Collected data:

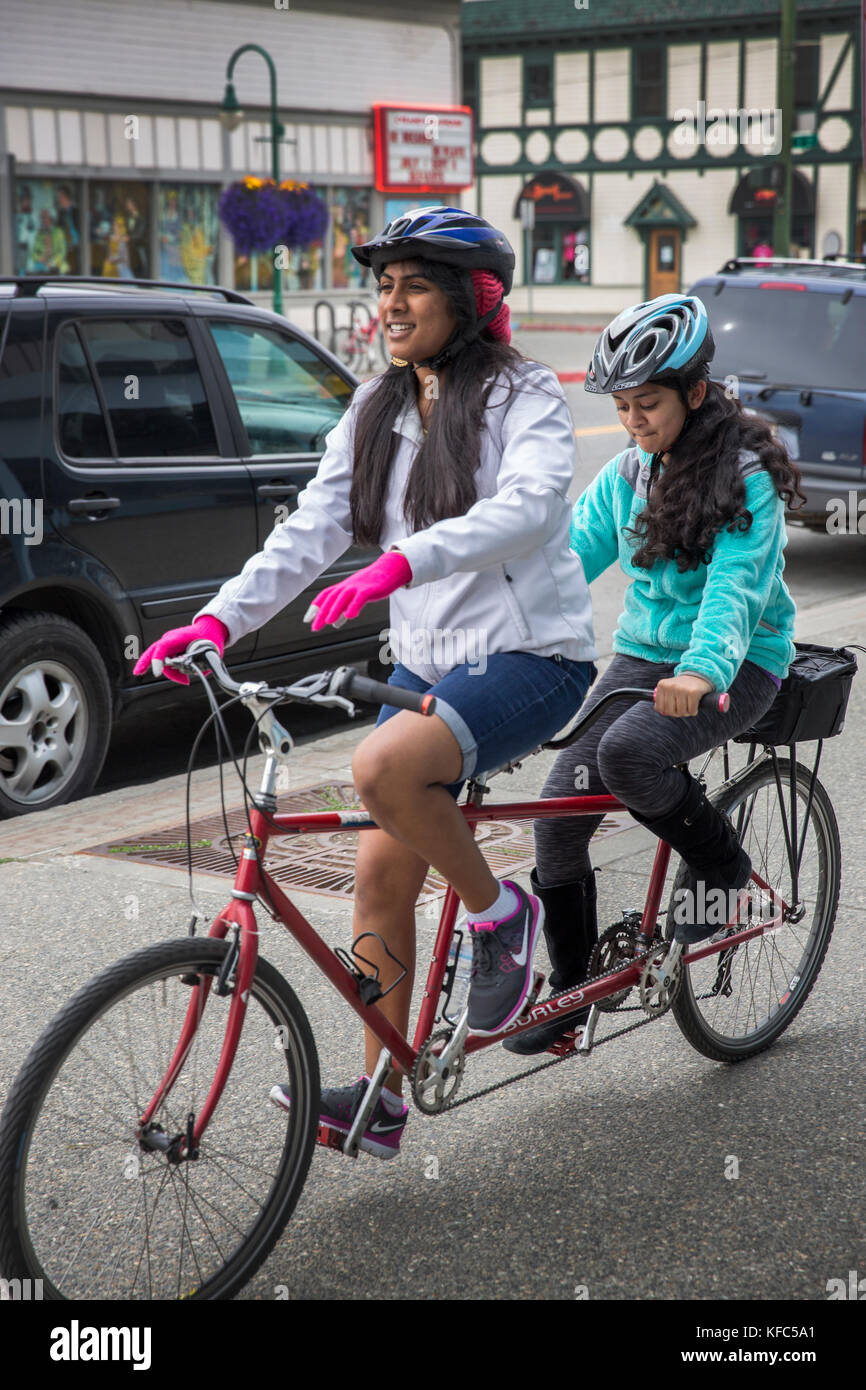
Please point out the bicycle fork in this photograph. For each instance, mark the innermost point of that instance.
(242, 963)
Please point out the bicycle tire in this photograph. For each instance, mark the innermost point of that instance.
(797, 950)
(47, 1215)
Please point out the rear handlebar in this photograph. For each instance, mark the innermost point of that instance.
(716, 702)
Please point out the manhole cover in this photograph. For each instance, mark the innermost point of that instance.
(320, 863)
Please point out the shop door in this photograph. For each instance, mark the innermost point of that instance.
(663, 262)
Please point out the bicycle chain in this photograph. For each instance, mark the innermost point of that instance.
(556, 1061)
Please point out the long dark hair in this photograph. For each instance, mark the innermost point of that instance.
(442, 477)
(701, 489)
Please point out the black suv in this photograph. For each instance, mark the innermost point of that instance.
(791, 341)
(150, 438)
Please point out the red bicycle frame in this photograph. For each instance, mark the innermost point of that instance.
(252, 881)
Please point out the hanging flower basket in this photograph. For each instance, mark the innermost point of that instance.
(260, 216)
(253, 213)
(306, 214)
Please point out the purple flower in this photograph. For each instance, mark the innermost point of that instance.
(306, 217)
(253, 216)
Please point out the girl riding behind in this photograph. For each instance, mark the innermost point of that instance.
(458, 463)
(694, 512)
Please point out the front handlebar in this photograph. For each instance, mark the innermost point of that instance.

▸ **INSTRUCTION**
Copy the entries above word for word, leaving out the pictures.

▸ **RESPONSE BELOW**
Please point out the bicycle fork in this photograph. For each instance, mark the innermost point of that instance.
(242, 963)
Please point out the bicycle tire in this photograph. For each instance, mark the innermost point of that instance.
(797, 950)
(47, 1215)
Please point out the rear handlebar in this photograph. For each instance, mark the innermost point of that instance.
(716, 702)
Please point out the manhole cover in this photograph. For each instance, mark the innermost point of that instance.
(320, 863)
Please point out the shop door in this photograph. For each instance, mark the innermost point of that instance.
(663, 262)
Please point out the bicycle chain in this photograph. For each instance, mark the innermost point of that instance.
(556, 1061)
Please point out the long dark hair in this photograph. For each instance, mark the innermost point of that instance.
(442, 477)
(701, 489)
Please point out the black suv in this photograph. For each instance, mark the innermost point of that instance.
(791, 341)
(150, 438)
Please point out the red bicycle frame in this photograph. For each instance, mark the innermost point of that instance.
(252, 881)
Please point out the hanging flower basket in this photograph. For each instance, mark the innermost point of that instance.
(260, 216)
(253, 213)
(306, 214)
Please point out the purple flower in this photograph. For each instance, mark the innermost point of that instance.
(306, 217)
(253, 216)
Please point out the girl riding behind in this photograph. For each instance, mark the innermost point of that instance.
(458, 463)
(694, 512)
Please point out the front handlebar in this photograph. For each instance, mark the innermost point of that instance.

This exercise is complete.